Rewrite these lines with "pillar" swapped for "column" and everything else left as is. Leave the pictures out.
=-=-=
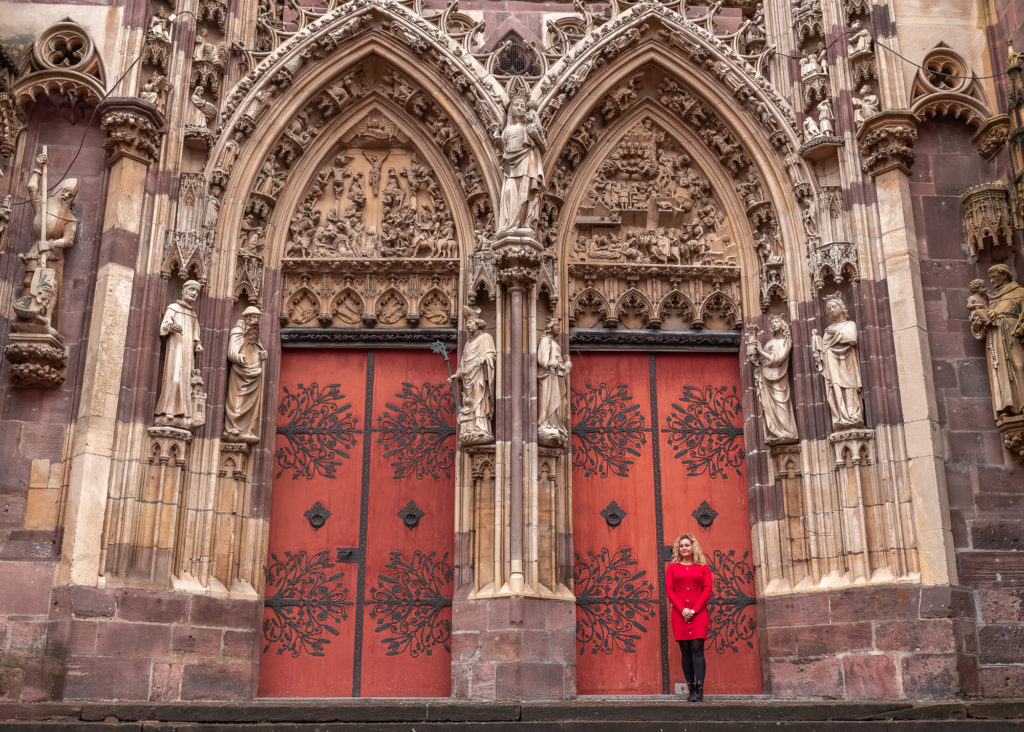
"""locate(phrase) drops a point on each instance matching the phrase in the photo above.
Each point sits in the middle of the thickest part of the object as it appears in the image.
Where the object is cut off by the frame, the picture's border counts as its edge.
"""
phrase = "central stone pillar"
(514, 613)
=-=-=
# Correct response
"""locate(phrase) drops a point on each instance matching the phrase in the photo above.
Each point sits in the middle of the thickest part of the object as it appears in the image.
Where the object is cut off by the frame, the picture's border counts as its edge.
"""
phrase = "central stone column"
(514, 613)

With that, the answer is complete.